**Exercise directions**
Copy the records below word for word, keeping every line as it appears.

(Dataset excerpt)
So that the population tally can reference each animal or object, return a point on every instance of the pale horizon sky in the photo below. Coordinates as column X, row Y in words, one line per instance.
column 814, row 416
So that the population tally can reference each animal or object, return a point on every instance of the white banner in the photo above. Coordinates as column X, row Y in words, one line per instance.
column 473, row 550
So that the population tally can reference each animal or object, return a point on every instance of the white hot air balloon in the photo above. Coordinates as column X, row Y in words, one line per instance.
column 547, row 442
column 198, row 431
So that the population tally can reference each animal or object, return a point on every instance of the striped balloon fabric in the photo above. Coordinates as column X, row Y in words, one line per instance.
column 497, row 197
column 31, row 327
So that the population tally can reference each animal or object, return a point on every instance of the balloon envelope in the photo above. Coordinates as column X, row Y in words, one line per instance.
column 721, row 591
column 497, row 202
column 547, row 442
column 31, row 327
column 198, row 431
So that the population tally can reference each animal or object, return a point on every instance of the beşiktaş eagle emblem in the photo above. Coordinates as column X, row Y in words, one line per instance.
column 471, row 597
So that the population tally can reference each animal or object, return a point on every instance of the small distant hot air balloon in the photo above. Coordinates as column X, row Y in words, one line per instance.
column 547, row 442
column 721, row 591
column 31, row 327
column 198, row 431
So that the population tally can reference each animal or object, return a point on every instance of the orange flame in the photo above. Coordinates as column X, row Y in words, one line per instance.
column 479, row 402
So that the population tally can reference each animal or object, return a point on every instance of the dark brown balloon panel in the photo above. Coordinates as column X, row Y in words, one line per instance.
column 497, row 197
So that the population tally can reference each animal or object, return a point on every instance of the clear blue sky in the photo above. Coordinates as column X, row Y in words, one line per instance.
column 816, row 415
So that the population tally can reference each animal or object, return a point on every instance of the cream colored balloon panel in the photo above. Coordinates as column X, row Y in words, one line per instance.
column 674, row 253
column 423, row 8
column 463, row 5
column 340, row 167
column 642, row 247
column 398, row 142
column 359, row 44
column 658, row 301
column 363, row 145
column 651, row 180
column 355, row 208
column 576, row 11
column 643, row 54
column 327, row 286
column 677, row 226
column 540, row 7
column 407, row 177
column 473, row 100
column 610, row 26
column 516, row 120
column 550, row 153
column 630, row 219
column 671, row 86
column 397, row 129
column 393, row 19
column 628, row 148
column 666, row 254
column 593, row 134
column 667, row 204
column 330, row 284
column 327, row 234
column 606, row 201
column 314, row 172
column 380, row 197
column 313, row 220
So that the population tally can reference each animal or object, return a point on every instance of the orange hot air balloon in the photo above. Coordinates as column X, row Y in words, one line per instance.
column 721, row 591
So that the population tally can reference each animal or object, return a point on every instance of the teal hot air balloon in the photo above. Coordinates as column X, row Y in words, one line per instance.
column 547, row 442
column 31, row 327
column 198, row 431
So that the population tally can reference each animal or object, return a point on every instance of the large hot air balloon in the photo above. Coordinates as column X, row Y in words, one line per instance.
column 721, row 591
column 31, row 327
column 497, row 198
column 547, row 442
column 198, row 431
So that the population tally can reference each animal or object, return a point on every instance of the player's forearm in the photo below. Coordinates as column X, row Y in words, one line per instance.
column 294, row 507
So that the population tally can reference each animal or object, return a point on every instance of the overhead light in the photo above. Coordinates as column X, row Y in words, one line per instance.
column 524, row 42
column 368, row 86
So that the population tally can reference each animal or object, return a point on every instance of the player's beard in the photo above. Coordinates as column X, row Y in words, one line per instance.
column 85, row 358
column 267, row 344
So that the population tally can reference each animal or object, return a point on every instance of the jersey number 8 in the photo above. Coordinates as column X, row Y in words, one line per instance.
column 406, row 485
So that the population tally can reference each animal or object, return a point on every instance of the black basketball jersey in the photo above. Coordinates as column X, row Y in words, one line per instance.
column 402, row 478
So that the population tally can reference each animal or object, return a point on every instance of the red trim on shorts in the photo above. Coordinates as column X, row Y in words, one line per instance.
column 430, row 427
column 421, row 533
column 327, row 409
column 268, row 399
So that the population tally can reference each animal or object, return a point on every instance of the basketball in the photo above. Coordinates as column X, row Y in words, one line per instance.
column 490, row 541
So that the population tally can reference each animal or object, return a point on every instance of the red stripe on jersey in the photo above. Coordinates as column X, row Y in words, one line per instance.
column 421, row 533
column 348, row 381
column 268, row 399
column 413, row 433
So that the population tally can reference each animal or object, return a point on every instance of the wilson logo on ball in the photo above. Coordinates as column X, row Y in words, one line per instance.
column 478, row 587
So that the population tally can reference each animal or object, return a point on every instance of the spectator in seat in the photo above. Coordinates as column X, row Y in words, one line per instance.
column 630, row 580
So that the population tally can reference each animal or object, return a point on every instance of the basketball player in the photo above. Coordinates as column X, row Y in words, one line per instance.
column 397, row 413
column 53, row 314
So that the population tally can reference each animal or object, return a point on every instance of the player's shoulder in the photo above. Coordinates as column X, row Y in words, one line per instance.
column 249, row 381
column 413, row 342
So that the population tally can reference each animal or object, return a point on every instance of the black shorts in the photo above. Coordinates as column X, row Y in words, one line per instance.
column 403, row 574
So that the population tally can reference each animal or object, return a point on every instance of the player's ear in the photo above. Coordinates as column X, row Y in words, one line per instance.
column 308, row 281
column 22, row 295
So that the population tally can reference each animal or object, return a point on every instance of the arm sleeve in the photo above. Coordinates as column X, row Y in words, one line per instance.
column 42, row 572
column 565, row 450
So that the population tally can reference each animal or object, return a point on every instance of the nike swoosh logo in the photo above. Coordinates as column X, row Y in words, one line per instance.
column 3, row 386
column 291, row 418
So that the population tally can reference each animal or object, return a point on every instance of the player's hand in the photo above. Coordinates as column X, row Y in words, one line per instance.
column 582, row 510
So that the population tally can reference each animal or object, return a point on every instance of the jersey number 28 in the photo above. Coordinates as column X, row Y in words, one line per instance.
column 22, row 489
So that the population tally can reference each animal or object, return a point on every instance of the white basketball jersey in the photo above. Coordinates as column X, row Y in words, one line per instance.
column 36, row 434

**Solved exercise**
So that the population tally can reference each animal or object, return a point on every instance of the pale horizon sky in the photo below. Coordinates as column X, row Y in words, one line per instance.
column 814, row 416
So that the population tally can reference each animal or object, return a point on every instance of the white banner in the photo above. Coordinates as column X, row Y in words, one line per instance.
column 473, row 550
So that the population tally can reference each animal or object, return a point on every instance of the white hot air balloon in the photo above. Coordinates as column X, row Y in words, one line per instance.
column 547, row 442
column 198, row 431
So that the population tally can reference each animal or object, return a point on every instance of the striped balloon fabric in the photo above. Coordinates as column X, row Y in words, one line per instance.
column 497, row 197
column 31, row 327
So that the population tally can reference each animal or object, return a point on every instance of the balloon envelope in the photo above. Coordinates as column X, row Y in words, one line per instance.
column 721, row 591
column 497, row 202
column 547, row 442
column 31, row 327
column 198, row 431
So that the population tally can reference each animal or object, return a point on every instance of the beşiktaş eagle emblem in the photo above. Coordinates as column X, row Y in words, one line per instance.
column 471, row 597
So that the population tally can reference each animal or object, return a point on every instance of the small distant hot air balloon in the photo above. Coordinates as column X, row Y in words, one line per instance.
column 547, row 442
column 721, row 591
column 31, row 327
column 198, row 431
So that the population tally can reference each animal or object, return a point on every instance of the orange flame in the photo above. Coordinates as column X, row Y in words, one line per instance.
column 479, row 402
So that the population tally can reference each animal or object, return a point on every instance of the dark brown balloon panel in the photo above. Coordinates as column X, row Y in words, one line per instance.
column 497, row 197
So that the population tally can reference each animal or object, return a point on every instance of the clear blue sky in the photo above. Coordinates as column X, row Y in words, one line per instance.
column 816, row 415
So that the population tally can reference each animal or object, return a point on every instance of the cream colored balloon panel in the photo above. Coordinates as column X, row Y in words, one line per instance.
column 674, row 253
column 423, row 8
column 463, row 5
column 340, row 167
column 642, row 247
column 398, row 142
column 359, row 44
column 658, row 301
column 363, row 145
column 651, row 180
column 355, row 208
column 576, row 11
column 643, row 54
column 327, row 286
column 677, row 226
column 540, row 7
column 407, row 177
column 473, row 100
column 610, row 26
column 516, row 120
column 550, row 153
column 630, row 219
column 671, row 86
column 397, row 129
column 393, row 19
column 628, row 148
column 666, row 254
column 593, row 134
column 667, row 204
column 330, row 284
column 327, row 234
column 606, row 201
column 314, row 172
column 380, row 197
column 313, row 220
So that the population tally can reference each animal or object, return a point on every instance of the orange hot air balloon in the photo above. Coordinates as column X, row Y in words, one line per instance.
column 721, row 591
So that the population tally can reference each animal or object, return a point on every instance of the teal hot air balloon in the photo above. Coordinates as column X, row Y in words, one line per instance.
column 547, row 442
column 31, row 327
column 198, row 431
So that the population tally can reference each animal or object, return a point on every instance of the large hot air balloon in the photo above. Coordinates as column X, row Y in words, one line per instance.
column 721, row 591
column 31, row 327
column 497, row 198
column 547, row 442
column 198, row 431
So that the population tally can reference each animal or object, return a point on every instance of the player's forearm in the photo below. Coordinates as column X, row Y in words, one line per instance.
column 294, row 507
So that the population tally can reference each animal or object, return a point on every instance of the overhead light in the photo above. Coordinates as column X, row Y in words, one line per instance.
column 524, row 42
column 368, row 86
So that the population tally can reference each animal or object, return a point on every instance of the player's beard in the photo above. Coordinates as column X, row Y in words, one line per instance.
column 85, row 358
column 267, row 344
So that the population tally can reference each animal or object, return a point on every instance of the jersey number 8 in the photo above. Coordinates as column X, row Y in words, one line per instance.
column 406, row 485
So that the population tally can reference each animal or object, return a point on every instance of the black basketball jersey in the photo above. Coordinates as column X, row Y in words, one line per instance.
column 402, row 478
So that the population tally can reference each animal or object, return a point on every instance of the red trim on shorts in the photo above. Coordinates as column X, row Y in words, one line per instance.
column 430, row 427
column 421, row 533
column 327, row 409
column 268, row 399
So that the population tally can reference each animal or object, return a point on every instance of the basketball in the photo above. Coordinates as column X, row Y in words, one line per instance.
column 490, row 541
So that the population tally can reference each animal or object, return a point on every instance of the red stripe on jersey in the photo above. Coordinates as column X, row Y in words, one line per instance.
column 421, row 533
column 348, row 381
column 268, row 399
column 413, row 433
So that the population tally can reference each animal or object, return a point on every instance of the wilson logo on ball in the photo above. Coordinates as column X, row Y in words, one line per instance.
column 478, row 587
So that the population tally can reference each animal or object, return a point on every instance of the spectator in seat in the photo above. Coordinates as column X, row Y in words, one line per instance.
column 630, row 580
So that the population tally can reference each animal or object, return a point on every instance of the basketball player in the photo above. Coordinates as column X, row Y in words, one line per instance.
column 397, row 413
column 53, row 314
So that the population tally can reference each animal or object, return a point on every instance of the player's shoulder in the photo above. Coordinates as column X, row Y in words, one line per instance.
column 249, row 381
column 413, row 342
So that the population tally can reference each animal or object, return a point on every instance of the black shorts in the photo above. Coordinates as column X, row Y in words, one line per instance.
column 403, row 574
So that the population tally can reference each animal or object, return a point on every instance of the player's ear in the photo above. Coordinates as column X, row Y in words, one line per instance.
column 308, row 281
column 22, row 295
So that the population tally can reference each animal or object, return a point on every instance of the arm sleeve in the photo above. Coordinates as column X, row Y in words, one line per instance.
column 42, row 572
column 565, row 450
So that the population tally can reference each animal or object, return a point on every instance of the nike swoosh logo in the photo above. Coordinates as column X, row Y in words, one line per instance.
column 3, row 386
column 291, row 418
So that the population tally can reference each animal or object, return a point on every instance of the player's hand in the photo above. Coordinates as column X, row Y in words, one line per instance.
column 582, row 510
So that the population tally can reference each animal or object, return a point on every instance of the jersey number 28 in the photo above. Coordinates as column X, row Y in words, one line per instance.
column 22, row 489
So that the population tally can reference each animal or object, return a point on every instance of the white basketball jersey in the photo above. Coordinates as column X, row Y in words, one line per instance.
column 36, row 434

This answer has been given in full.